→ What is being asked: Edit the data from the line with "Query: white wedding dress" up to and including the line with "Give the mask of the white": put "bridal" wherever "wedding" stands and keep everything else the same. Return only those lines.
========================================
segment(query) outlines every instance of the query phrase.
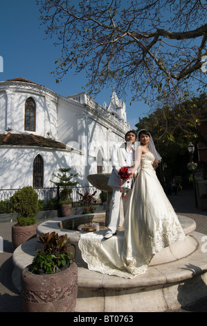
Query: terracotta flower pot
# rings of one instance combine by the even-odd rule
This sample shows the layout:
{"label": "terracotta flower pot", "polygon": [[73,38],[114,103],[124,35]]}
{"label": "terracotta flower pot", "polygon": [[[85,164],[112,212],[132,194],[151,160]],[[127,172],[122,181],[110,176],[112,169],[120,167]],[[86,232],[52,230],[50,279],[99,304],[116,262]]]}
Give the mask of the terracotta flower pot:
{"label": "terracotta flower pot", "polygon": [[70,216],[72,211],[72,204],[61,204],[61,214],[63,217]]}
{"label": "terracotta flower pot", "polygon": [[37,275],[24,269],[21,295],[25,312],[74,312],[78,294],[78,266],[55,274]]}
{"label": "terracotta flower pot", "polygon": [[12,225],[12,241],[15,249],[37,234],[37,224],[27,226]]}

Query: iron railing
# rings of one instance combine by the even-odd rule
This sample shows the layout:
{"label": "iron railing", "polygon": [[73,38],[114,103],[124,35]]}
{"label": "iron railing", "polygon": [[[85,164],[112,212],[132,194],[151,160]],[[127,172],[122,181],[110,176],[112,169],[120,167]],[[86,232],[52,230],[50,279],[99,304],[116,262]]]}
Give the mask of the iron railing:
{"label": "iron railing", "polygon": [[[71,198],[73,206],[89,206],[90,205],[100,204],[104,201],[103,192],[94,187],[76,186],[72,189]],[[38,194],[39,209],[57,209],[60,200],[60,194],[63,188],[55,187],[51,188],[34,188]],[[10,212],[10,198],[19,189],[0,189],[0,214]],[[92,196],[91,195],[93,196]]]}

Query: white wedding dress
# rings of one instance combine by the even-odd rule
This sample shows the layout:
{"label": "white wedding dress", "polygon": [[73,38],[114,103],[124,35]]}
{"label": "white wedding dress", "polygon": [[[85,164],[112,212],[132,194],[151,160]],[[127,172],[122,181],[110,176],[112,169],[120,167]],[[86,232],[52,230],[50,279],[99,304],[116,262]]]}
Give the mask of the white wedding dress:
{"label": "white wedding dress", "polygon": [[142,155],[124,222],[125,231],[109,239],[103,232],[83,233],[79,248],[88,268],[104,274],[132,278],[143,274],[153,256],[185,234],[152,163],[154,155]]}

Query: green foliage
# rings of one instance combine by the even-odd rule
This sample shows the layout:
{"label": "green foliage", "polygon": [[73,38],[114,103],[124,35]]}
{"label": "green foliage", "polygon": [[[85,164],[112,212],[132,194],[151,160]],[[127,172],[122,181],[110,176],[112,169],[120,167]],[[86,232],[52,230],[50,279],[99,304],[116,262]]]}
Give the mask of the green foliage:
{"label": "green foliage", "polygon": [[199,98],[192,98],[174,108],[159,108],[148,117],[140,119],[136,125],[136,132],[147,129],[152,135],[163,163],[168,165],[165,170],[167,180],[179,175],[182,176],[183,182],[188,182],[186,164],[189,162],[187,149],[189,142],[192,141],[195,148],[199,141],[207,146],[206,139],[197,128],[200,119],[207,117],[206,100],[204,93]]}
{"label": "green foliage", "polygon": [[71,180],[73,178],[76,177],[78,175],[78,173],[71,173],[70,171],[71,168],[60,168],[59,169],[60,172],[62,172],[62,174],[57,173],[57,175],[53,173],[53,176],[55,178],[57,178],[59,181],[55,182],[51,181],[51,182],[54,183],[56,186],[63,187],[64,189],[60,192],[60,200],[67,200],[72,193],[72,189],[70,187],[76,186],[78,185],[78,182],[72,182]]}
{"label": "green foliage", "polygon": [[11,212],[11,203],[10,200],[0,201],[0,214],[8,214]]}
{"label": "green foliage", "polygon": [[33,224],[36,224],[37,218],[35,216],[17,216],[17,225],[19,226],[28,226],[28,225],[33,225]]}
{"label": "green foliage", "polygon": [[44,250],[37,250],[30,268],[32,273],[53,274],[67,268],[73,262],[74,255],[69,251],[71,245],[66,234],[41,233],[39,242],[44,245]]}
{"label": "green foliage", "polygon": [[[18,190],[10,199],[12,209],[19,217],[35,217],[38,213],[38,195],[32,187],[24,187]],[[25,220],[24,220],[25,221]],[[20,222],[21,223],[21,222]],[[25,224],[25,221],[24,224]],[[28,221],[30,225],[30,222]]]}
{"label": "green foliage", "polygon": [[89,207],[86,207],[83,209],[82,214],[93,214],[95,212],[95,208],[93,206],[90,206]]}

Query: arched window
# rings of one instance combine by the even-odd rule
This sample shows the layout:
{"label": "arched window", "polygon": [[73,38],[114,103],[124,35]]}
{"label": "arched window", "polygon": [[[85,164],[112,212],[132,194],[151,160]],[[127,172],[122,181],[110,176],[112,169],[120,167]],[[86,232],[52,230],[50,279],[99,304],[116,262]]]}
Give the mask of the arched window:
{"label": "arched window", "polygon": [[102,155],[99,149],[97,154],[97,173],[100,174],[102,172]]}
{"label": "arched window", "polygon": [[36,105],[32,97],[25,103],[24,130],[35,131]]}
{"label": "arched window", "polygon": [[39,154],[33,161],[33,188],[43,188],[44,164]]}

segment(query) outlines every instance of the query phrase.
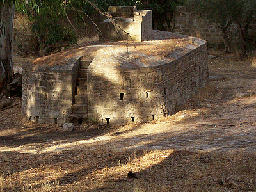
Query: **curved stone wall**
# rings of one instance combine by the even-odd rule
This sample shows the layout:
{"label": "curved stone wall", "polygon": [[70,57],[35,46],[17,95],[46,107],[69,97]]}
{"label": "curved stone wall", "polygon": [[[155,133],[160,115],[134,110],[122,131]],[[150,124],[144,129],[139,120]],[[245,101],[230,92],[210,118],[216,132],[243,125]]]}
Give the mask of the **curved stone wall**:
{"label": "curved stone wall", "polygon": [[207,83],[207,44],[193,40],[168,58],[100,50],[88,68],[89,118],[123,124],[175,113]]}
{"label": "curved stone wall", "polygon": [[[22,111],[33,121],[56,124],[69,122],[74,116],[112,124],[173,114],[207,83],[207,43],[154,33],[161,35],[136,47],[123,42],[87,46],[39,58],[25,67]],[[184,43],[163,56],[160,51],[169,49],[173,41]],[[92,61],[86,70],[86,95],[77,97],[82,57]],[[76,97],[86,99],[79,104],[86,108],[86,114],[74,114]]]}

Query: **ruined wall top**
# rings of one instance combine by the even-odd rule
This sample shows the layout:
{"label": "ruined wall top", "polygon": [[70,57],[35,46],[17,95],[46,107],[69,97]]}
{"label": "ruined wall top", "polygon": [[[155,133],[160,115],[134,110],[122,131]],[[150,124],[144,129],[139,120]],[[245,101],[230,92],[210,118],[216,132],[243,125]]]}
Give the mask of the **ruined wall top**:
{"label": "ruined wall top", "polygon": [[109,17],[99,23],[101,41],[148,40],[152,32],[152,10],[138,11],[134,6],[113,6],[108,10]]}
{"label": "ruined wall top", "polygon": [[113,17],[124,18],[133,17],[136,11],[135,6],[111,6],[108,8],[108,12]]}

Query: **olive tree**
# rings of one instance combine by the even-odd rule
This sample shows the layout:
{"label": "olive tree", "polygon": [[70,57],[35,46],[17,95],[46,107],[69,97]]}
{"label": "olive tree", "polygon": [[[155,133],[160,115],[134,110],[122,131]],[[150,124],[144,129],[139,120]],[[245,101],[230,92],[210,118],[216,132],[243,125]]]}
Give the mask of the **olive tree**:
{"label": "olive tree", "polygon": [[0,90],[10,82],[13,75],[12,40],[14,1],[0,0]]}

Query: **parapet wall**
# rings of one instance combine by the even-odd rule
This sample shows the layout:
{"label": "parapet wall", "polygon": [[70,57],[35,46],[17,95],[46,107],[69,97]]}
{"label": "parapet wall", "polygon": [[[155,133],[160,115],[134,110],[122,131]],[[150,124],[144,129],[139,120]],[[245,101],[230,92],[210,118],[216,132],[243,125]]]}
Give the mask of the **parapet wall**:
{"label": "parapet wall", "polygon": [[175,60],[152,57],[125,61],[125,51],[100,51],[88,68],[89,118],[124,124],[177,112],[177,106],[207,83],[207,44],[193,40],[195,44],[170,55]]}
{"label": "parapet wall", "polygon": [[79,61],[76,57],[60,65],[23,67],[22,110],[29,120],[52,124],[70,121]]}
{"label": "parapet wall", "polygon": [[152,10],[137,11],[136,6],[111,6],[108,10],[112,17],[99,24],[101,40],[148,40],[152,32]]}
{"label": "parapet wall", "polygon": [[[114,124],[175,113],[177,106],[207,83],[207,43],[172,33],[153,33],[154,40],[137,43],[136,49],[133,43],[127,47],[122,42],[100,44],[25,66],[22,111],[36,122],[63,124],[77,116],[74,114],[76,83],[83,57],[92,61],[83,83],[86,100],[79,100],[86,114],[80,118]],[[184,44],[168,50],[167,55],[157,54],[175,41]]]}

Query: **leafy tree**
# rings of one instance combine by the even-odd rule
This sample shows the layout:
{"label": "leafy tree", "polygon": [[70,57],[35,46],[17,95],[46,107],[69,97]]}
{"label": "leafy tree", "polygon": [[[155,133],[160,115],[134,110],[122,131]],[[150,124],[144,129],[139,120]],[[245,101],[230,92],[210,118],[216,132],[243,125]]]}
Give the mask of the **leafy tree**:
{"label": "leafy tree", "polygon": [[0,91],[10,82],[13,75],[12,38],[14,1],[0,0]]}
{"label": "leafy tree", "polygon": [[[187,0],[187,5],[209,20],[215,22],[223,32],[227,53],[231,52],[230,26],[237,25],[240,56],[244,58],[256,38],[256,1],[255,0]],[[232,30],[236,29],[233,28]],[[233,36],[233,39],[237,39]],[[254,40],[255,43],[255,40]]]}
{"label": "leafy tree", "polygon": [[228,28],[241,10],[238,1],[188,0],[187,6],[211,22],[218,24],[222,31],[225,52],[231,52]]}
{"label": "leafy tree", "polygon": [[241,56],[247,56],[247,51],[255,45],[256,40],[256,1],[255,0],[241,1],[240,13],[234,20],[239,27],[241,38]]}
========================================
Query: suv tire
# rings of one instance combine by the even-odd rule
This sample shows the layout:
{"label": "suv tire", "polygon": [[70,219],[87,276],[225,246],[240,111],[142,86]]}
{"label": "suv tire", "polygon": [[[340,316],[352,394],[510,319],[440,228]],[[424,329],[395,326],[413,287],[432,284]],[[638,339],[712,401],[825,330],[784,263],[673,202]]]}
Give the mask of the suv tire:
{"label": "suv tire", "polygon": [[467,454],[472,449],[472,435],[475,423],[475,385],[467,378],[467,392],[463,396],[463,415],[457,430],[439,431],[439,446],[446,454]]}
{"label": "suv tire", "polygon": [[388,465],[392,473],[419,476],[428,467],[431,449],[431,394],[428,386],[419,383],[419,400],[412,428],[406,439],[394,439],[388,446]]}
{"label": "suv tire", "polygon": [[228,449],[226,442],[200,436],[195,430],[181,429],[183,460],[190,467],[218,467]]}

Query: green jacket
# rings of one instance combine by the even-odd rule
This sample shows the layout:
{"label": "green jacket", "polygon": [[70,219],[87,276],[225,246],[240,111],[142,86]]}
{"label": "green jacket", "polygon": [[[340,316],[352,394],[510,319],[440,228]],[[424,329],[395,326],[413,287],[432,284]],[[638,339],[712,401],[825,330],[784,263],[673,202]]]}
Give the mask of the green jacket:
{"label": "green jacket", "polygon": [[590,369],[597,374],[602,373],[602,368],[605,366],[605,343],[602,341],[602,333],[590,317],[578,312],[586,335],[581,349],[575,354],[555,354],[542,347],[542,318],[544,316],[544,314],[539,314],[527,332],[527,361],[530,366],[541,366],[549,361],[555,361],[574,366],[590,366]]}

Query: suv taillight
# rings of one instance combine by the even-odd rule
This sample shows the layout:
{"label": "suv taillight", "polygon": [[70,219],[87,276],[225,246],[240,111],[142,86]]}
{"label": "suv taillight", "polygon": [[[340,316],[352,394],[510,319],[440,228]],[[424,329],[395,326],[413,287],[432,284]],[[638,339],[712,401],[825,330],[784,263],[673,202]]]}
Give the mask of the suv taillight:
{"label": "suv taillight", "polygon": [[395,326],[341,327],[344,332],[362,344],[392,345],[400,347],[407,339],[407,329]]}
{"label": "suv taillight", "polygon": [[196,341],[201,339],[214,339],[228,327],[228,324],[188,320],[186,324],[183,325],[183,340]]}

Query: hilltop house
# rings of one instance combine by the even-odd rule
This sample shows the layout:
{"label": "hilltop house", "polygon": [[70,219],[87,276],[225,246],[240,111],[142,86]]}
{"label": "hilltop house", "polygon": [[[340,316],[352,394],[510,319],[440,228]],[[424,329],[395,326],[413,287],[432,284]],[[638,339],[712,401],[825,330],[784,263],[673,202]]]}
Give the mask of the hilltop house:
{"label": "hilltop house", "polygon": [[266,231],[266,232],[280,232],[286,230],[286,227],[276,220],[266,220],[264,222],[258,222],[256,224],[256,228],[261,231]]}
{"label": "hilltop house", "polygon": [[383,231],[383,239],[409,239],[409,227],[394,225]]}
========================================
→ Response to the task:
Query: white bridal dress
# rings of one instance combine by the even-odd rule
This sample shows the layout:
{"label": "white bridal dress", "polygon": [[73,38],[114,103],[124,35]]}
{"label": "white bridal dress", "polygon": [[[85,164],[112,212],[132,194],[151,160]],[[127,172],[122,181],[110,176],[112,169],[120,167]],[[86,232],[52,230],[50,279],[99,304],[116,262]]]}
Give the mask of the white bridal dress:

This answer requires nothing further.